[Start of Entries shown]
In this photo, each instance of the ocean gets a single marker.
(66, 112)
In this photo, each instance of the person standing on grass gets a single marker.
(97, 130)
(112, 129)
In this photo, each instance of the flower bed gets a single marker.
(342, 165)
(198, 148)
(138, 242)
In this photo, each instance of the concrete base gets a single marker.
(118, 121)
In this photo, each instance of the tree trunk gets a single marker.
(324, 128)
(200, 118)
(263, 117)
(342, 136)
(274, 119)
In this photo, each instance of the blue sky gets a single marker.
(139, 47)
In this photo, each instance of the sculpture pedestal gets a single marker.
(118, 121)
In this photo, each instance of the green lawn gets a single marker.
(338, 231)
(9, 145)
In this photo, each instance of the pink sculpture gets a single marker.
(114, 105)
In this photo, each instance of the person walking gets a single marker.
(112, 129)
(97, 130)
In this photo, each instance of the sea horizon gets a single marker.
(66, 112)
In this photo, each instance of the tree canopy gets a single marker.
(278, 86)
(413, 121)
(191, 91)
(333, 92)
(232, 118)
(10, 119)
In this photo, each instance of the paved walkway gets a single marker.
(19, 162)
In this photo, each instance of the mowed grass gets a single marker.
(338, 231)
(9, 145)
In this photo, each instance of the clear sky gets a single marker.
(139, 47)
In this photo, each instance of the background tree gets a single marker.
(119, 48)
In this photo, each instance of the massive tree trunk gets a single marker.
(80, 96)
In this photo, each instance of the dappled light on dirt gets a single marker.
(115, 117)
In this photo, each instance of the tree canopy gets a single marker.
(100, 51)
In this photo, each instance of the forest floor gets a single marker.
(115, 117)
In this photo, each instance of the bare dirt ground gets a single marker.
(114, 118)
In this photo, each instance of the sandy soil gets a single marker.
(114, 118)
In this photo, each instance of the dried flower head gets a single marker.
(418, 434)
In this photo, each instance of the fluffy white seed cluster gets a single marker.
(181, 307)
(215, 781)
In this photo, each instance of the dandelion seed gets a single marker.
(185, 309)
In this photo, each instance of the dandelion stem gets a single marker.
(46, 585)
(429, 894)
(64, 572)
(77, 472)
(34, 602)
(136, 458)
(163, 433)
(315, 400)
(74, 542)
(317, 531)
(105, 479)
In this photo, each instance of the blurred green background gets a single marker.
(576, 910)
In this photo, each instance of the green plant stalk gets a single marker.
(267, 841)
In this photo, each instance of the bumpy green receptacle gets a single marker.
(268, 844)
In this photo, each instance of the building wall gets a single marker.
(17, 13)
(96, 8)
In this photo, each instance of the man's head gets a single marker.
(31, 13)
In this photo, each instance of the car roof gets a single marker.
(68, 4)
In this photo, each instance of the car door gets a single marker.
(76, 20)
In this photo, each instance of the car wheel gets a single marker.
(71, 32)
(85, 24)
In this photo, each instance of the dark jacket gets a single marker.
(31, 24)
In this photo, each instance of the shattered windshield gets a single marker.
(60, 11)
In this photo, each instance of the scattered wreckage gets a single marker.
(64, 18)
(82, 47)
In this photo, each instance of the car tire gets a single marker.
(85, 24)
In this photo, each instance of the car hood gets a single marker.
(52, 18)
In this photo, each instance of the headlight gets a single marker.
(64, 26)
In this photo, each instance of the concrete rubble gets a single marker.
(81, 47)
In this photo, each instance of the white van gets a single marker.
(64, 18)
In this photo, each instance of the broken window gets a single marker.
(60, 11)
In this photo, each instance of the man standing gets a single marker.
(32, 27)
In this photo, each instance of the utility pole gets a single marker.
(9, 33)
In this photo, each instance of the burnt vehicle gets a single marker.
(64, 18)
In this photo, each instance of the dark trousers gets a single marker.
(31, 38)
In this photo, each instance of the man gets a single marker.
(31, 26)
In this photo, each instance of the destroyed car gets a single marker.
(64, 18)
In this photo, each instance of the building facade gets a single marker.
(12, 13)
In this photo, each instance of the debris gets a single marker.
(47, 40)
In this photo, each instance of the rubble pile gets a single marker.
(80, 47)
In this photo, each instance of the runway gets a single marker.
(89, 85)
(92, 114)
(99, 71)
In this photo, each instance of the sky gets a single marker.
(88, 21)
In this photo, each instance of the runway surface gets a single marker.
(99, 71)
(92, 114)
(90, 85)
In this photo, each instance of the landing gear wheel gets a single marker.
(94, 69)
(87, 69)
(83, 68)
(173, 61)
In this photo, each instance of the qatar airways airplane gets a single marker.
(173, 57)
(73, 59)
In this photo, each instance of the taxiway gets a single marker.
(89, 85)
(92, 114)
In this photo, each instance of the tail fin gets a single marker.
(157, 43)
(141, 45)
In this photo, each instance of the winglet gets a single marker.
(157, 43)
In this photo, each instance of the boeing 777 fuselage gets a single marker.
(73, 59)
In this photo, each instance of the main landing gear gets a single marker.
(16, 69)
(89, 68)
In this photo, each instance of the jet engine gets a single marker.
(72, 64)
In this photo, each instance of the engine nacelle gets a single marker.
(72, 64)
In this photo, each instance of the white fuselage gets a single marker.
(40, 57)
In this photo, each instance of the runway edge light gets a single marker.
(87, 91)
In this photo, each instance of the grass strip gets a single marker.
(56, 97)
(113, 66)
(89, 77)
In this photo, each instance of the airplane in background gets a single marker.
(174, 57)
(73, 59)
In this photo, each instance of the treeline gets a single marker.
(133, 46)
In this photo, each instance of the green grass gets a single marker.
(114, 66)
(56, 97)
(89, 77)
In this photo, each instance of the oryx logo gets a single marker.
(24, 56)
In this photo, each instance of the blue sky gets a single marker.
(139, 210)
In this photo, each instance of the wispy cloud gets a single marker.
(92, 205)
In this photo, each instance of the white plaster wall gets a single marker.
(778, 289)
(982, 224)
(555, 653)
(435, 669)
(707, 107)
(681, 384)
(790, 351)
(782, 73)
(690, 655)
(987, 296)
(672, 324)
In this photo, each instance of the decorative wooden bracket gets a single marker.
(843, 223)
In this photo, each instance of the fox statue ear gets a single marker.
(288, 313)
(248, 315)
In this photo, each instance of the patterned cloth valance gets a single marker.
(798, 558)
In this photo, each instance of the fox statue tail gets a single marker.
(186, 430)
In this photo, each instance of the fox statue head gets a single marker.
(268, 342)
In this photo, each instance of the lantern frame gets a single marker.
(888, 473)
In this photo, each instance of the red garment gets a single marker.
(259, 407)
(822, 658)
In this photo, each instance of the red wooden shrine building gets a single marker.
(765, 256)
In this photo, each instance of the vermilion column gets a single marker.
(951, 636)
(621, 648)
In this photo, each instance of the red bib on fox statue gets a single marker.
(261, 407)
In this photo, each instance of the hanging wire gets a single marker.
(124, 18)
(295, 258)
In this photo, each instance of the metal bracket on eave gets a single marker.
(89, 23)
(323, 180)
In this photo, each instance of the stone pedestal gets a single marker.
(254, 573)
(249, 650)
[End of Entries shown]
*Stated goal*.
Set all of the entries down again, exactly as they were given.

*Task output*.
In this photo, each instance of the ocean gets a single marker.
(66, 112)
In this photo, each instance of the person standing on grass gets a single marker.
(97, 130)
(112, 129)
In this photo, each instance of the flower bed gets a single marker.
(342, 165)
(198, 148)
(138, 242)
In this photo, each instance of the concrete base gets a single marker.
(118, 121)
In this photo, each instance of the tree trunk gets a single marker.
(324, 128)
(200, 118)
(263, 117)
(342, 136)
(274, 119)
In this photo, each instance of the blue sky gets a single marker.
(139, 47)
In this photo, each instance of the sculpture pedestal gets a single marker.
(118, 121)
In this photo, each instance of the green lawn gets a single marker.
(338, 231)
(9, 145)
In this photo, each instance of the pink sculpture gets a single marker.
(114, 105)
In this photo, each instance of the person walking gets a single marker.
(112, 129)
(97, 130)
In this photo, each instance of the sea horizon gets a single marker.
(66, 112)
In this photo, each instance of the tree canopy gets a single marker.
(278, 86)
(413, 121)
(191, 91)
(333, 92)
(232, 118)
(10, 119)
In this photo, each instance of the paved walkway gets a single marker.
(19, 162)
In this photo, each instance of the mowed grass gets a single marker.
(338, 231)
(9, 145)
In this photo, each instance of the clear sky gets a single marker.
(139, 47)
In this photo, each instance of the background tree gets a single marker.
(119, 48)
In this photo, each instance of the massive tree trunk gets a single marker.
(80, 96)
In this photo, each instance of the dappled light on dirt gets a single marker.
(115, 117)
In this photo, each instance of the tree canopy gets a single marker.
(100, 51)
In this photo, each instance of the forest floor gets a single marker.
(115, 117)
In this photo, each instance of the bare dirt ground gets a single marker.
(114, 118)
In this photo, each instance of the sandy soil gets a single marker.
(114, 118)
In this photo, each instance of the dried flower head gets a single marker.
(418, 434)
In this photo, each instance of the fluffy white seed cluster gets a single marker.
(181, 307)
(215, 781)
In this photo, each instance of the dandelion seed gets a single marker.
(185, 309)
In this photo, each instance of the dandelion stem gets a single marker.
(46, 585)
(429, 894)
(64, 572)
(77, 472)
(34, 602)
(136, 458)
(163, 433)
(315, 400)
(74, 542)
(317, 531)
(105, 479)
In this photo, each instance of the blurred green background gets a single marker.
(576, 910)
In this photo, each instance of the green plant stalk gets a single marker.
(267, 841)
In this photo, each instance of the bumpy green receptacle gets a single marker.
(268, 844)
In this photo, each instance of the building wall gets a single marker.
(17, 13)
(96, 8)
In this photo, each instance of the man's head gets a single marker.
(31, 13)
In this photo, each instance of the car roof gets a single marker.
(68, 4)
In this photo, each instance of the car door gets a single marker.
(76, 20)
In this photo, each instance of the car wheel gets a single marker.
(71, 32)
(85, 24)
In this photo, each instance of the dark jacket gets a single marker.
(31, 24)
In this photo, each instance of the shattered windshield gets a single marker.
(60, 11)
In this photo, each instance of the scattered wreckage gets a single marker.
(64, 18)
(82, 47)
In this photo, each instance of the car tire gets a single marker.
(85, 24)
In this photo, each instance of the car hood gets a single marker.
(52, 18)
In this photo, each instance of the headlight gets a single marker.
(64, 26)
In this photo, each instance of the concrete rubble gets a single marker.
(81, 47)
In this photo, each instance of the white van gets a single marker.
(64, 18)
In this photo, each instance of the broken window gets a single marker.
(60, 11)
In this photo, each instance of the man standing gets a single marker.
(32, 27)
In this photo, each instance of the utility pole gets a single marker.
(9, 33)
In this photo, each instance of the burnt vehicle gets a single marker.
(64, 18)
In this photo, each instance of the dark trousers gets a single marker.
(31, 38)
In this photo, each instance of the man gets a single marker.
(31, 26)
In this photo, each instance of the destroyed car gets a single marker.
(64, 18)
In this photo, each instance of the building facade gets a single marker.
(12, 13)
In this photo, each instance of the debris gets a single marker.
(47, 40)
In this photo, each instance of the rubble pile gets a single marker.
(80, 47)
In this photo, each instance of the runway gets a single marker.
(89, 85)
(92, 114)
(99, 71)
In this photo, each instance of the sky gets a single marker.
(88, 21)
In this photo, each instance of the runway surface gets a single marker.
(99, 71)
(92, 114)
(90, 85)
In this photo, each instance of the landing gear wheel gets a single marker.
(94, 69)
(87, 69)
(83, 68)
(173, 61)
In this photo, each instance of the qatar airways airplane gets a single marker.
(173, 57)
(73, 59)
In this photo, each instance of the taxiway gets a single marker.
(89, 85)
(92, 114)
In this photo, each instance of the tail fin gets a single marker.
(157, 43)
(141, 45)
In this photo, each instance of the winglet gets a single marker.
(157, 43)
In this photo, each instance of the boeing 777 fuselage gets a single marker.
(73, 59)
In this photo, each instance of the main landing gear gets a single marker.
(16, 69)
(89, 68)
In this photo, each instance of the jet engine gets a single marker.
(72, 64)
In this photo, each instance of the engine nacelle gets a single marker.
(72, 64)
In this photo, each instance of the white fuselage gets a single marker.
(40, 57)
In this photo, each instance of the runway edge light gets a single marker.
(87, 91)
In this photo, each instance of the grass strip gets a single marker.
(56, 97)
(113, 66)
(89, 77)
In this photo, each instance of the airplane in background gets a single marker.
(174, 57)
(73, 59)
In this photo, each instance of the treeline gets a single marker.
(133, 46)
In this photo, each instance of the green grass gets a single marker.
(114, 66)
(56, 97)
(89, 77)
In this photo, each instance of the oryx logo gets a single marker.
(24, 56)
In this photo, each instance of the blue sky gets a single marker.
(139, 210)
In this photo, each instance of the wispy cloud gets a single marker.
(92, 205)
In this photo, each instance of the white plaster wall gets a single marker.
(778, 289)
(982, 224)
(555, 653)
(435, 669)
(707, 107)
(681, 384)
(790, 351)
(782, 73)
(690, 655)
(987, 296)
(672, 324)
In this photo, each instance of the decorative wooden bracket gets a single marker.
(843, 223)
In this photo, each instance of the fox statue ear gets a single marker.
(288, 313)
(248, 315)
In this photo, each instance of the patterned cloth valance gets a single marker.
(798, 558)
In this photo, each instance of the fox statue tail gets a single marker.
(186, 430)
In this photo, each instance of the fox statue head gets a single marker.
(268, 342)
In this photo, each instance of the lantern frame gets a single marker.
(888, 473)
In this photo, each instance of the red garment gets a single marker.
(259, 407)
(822, 658)
In this photo, each instance of the red wooden shrine building gets a single marker.
(765, 256)
In this photo, each instance of the vermilion column gets a single marker.
(951, 636)
(621, 648)
In this photo, each instance of the red bib on fox statue gets a single marker.
(261, 407)
In this photo, each instance of the hanging wire gets a single marker.
(124, 18)
(295, 258)
In this photo, each instance of the metal bracket on eave gets a single marker.
(89, 23)
(323, 180)
In this photo, each instance of the stone pedestal gets a single marker.
(254, 573)
(249, 650)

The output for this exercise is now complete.